**Set exercise**
Rewrite every line of the records with "Drop a pin" replaced by "Place a point", changing nothing else, and leave the pictures out of your answer.

**Dataset records**

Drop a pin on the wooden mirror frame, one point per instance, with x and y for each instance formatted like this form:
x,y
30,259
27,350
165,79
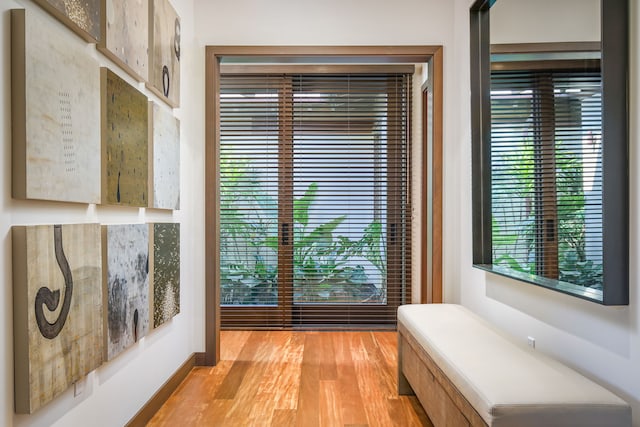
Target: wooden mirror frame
x,y
615,147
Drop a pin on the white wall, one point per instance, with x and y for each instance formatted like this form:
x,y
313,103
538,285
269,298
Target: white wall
x,y
117,390
601,342
543,21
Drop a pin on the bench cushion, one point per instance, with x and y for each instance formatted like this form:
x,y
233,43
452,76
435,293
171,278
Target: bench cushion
x,y
508,384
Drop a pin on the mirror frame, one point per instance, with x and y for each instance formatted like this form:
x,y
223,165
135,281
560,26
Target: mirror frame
x,y
615,146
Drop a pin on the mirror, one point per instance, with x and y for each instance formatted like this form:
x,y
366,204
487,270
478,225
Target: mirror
x,y
550,142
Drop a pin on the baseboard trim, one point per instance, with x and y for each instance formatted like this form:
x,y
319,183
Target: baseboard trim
x,y
160,397
201,359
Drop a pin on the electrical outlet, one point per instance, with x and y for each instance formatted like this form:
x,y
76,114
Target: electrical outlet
x,y
78,386
531,341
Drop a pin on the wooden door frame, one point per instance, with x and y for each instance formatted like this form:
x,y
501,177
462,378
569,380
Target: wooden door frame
x,y
275,54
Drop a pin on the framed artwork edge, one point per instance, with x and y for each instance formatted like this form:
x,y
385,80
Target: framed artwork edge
x,y
22,397
85,35
18,104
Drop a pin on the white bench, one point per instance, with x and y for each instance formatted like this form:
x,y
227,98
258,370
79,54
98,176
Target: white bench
x,y
466,373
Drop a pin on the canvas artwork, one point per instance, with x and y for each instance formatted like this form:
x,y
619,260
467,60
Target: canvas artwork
x,y
125,35
125,149
81,16
126,285
55,112
164,51
57,308
165,158
166,272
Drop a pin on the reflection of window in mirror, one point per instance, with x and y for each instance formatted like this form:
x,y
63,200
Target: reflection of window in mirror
x,y
546,129
540,213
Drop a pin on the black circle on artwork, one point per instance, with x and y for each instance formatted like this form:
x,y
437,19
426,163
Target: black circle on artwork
x,y
176,38
165,80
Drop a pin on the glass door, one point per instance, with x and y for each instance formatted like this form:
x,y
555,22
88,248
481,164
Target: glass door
x,y
313,200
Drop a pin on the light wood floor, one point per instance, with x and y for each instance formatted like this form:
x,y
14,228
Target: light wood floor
x,y
282,378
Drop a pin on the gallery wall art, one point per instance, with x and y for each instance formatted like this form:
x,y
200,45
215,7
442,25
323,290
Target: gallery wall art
x,y
164,147
125,35
57,309
126,271
81,16
125,149
164,51
55,112
165,271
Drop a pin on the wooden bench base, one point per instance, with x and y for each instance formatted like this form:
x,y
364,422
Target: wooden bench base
x,y
419,375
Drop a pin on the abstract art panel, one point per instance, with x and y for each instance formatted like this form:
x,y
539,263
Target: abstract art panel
x,y
165,147
57,308
125,152
125,35
164,51
166,272
55,112
127,286
81,16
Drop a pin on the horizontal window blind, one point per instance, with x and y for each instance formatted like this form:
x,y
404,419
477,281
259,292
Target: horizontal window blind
x,y
314,200
546,172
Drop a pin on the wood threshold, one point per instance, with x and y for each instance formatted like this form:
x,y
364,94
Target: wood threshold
x,y
160,397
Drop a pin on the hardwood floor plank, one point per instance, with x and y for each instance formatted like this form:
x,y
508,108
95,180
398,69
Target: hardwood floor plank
x,y
241,364
308,401
291,378
326,351
284,417
353,412
330,413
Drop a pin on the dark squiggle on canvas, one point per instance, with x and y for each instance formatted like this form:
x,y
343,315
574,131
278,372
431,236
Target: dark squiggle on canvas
x,y
52,298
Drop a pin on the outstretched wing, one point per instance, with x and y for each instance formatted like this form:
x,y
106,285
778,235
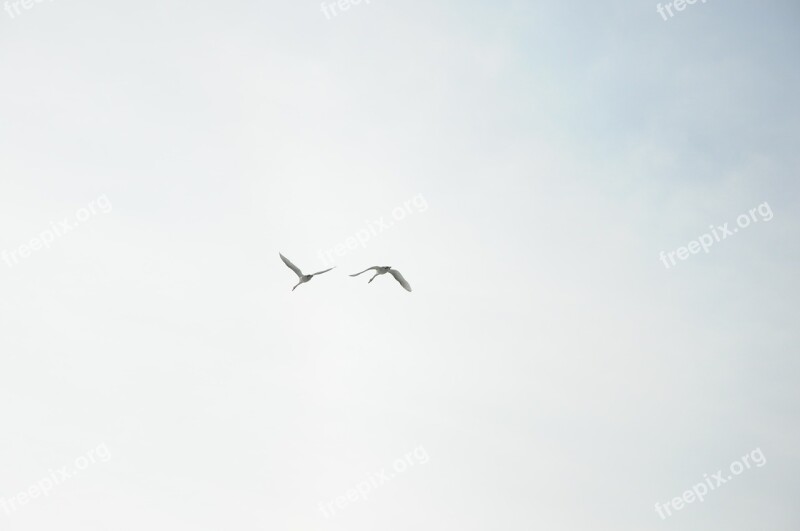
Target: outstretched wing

**Written response**
Place a point on the wooden mirror frame, one point per instance, with x and y for each instance formatted like this form:
x,y
30,259
27,350
165,79
Target: wooden mirror frame
x,y
615,147
Place a point on the white wall, one point per instance, with x and y for each instance formatted like this form:
x,y
313,103
538,285
269,298
Target: white wall
x,y
117,390
601,342
543,21
Place a point on the bench cushion, one point per instance, with x and y for each instance formatted like this form:
x,y
233,43
452,76
435,293
171,278
Target: bench cushion
x,y
508,384
Place a point on the mirror frame, one point per instance, with x and y for each instance formatted like this form:
x,y
223,165
135,281
560,26
Target: mirror frame
x,y
615,146
Place a point on the mirror, one point per instance, with x and y for each instance formatted like this form:
x,y
366,204
487,270
478,225
Target: mirror
x,y
550,142
Place a point on the baseboard trim, one point per instance, with x and y for each instance formatted like this form:
x,y
319,183
Target: baseboard trim
x,y
160,397
201,359
Place a point on the electrical outlet, one point per instance, with x and y for each instance formatted like this form:
x,y
76,114
Target: electrical outlet
x,y
78,386
531,341
Place a point on the wooden door frame, one point per instance, with x and y for each instance formatted like this form:
x,y
501,177
462,378
569,380
Target: wooden door frame
x,y
275,54
Place a point on the framed artwork edge, one point per instance, with x and y for each instance formatted like this form:
x,y
385,80
Target: framed artwork edge
x,y
22,397
85,35
18,104
Place a point on the white bench, one point per instance, with x and y for each instance formatted like this form:
x,y
227,98
258,370
79,54
98,176
Target: white bench
x,y
466,373
Place a point on the canvas artwork, one point per instance, with x and y for each instance formatted like this form:
x,y
619,260
467,60
Target: canvas artwork
x,y
125,35
125,149
81,16
126,285
55,112
164,51
57,308
165,158
166,272
Place a point on the reflection of window in mirror, one point per instance, with x and y for each instance formatted like this form:
x,y
63,200
Target: reflection of window in mirror
x,y
546,129
540,213
Place a point on the black circle on artwork, one point per instance, with x and y for each instance formatted like this form:
x,y
437,19
426,163
Target: black circle on artwork
x,y
176,38
165,80
Place a point on the glass door, one point per instance, with x and y for each instance formatted like this form:
x,y
555,22
88,248
481,164
Target: glass door
x,y
313,200
Place a point on the light wood floor, one point per instance, with x and y for each instance formatted like this form:
x,y
14,228
Target: light wood floor
x,y
282,378
Place a point on the gallery wall art, one point per instance, with x and y for each instance formatted like this form:
x,y
200,45
215,7
442,25
323,290
Target: gallery wall art
x,y
164,147
125,35
57,309
126,271
81,16
125,149
164,51
55,112
165,271
Place a point on the wooden bench base, one point per instance, with x and y for each instance formatted like this form:
x,y
364,422
Target: wooden bench base
x,y
419,375
Place a point on the abstract art panel, one point per instance, with x and y for each instance formatted like this form:
x,y
539,263
Target: abstract art panel
x,y
165,147
57,308
125,152
125,35
164,51
166,272
55,112
127,286
81,16
Place a point on the horizontal window blind, one point per instance, with x and y for each instance formatted like this form:
x,y
404,419
477,281
259,292
Target: horizontal window blind
x,y
314,200
546,172
Place a point on the wood threshold, one point per instance, with x and y for each instance formatted like this form:
x,y
364,94
Target: wood threshold
x,y
160,397
Place a point on the hardwood floor plank, one point per instance, with x and y for each instance formatted like this form:
x,y
508,108
95,180
398,69
Target: hardwood floor plank
x,y
241,364
308,401
291,378
326,351
284,417
353,412
330,413
Place a point on the dark squiggle on canvas, one point per instance, with x and y for each instance formatted like this form:
x,y
343,315
574,131
278,372
431,236
Target: dark squiggle on canvas
x,y
52,298
Place a point on the outstretched wing, one point per instance, with x and y for each instance formatted like this form:
x,y
106,285
778,235
Target: outstretched wing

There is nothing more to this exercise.